AVAILABLE RECORDS
* START *

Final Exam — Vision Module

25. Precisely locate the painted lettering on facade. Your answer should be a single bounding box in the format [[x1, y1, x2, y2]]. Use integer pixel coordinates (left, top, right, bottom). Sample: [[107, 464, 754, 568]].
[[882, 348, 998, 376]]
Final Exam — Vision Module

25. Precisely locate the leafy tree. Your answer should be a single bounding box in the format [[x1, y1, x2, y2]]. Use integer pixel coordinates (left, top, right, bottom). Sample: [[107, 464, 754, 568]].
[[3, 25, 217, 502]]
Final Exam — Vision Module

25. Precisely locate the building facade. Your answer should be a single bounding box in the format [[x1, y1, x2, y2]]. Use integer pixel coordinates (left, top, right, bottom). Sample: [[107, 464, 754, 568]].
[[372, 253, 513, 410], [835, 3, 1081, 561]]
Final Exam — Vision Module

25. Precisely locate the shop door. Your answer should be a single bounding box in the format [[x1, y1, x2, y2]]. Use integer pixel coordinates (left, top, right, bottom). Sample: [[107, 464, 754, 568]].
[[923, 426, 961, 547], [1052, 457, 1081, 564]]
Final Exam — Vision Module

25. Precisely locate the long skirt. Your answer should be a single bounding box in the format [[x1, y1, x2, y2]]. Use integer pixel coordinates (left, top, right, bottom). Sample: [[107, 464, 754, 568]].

* END *

YOUR INSTRUCTIONS
Show every line of the records above that contains the word "format".

THE RESPONSE
25. Precisely locate the painted lettering on facade. Your answer should be a single bounding box in the format [[x1, y1, x2, y2]]. Use integer pixel coordinates (left, top, right, bottom). Sample: [[107, 464, 754, 568]].
25. Precisely locate the leafy tree. Your answer should be a single bounding box in the format [[x1, y1, x2, y2]]. Use integer pixel coordinates (left, top, right, bottom). Sample: [[107, 464, 754, 568]].
25. Precisely locate the building facade. Your answer should be a single bounding box in the format [[x1, y1, x2, y2]]. Use integer pixel coordinates (left, top, right, bottom). Sample: [[107, 464, 754, 568]].
25. Precisely locate the shop door. Your answer should be a single bounding box in the format [[x1, y1, x2, y2]]. Use integer pixel coordinates (left, top, right, bottom). Sample: [[107, 464, 754, 568]].
25. Precisely locate the long skirt. Your answer should be a single bounding box in the format [[x1, y1, x2, y2]]. Use integer pixel coordinates (left, top, right, bottom). Sample: [[107, 464, 754, 568]].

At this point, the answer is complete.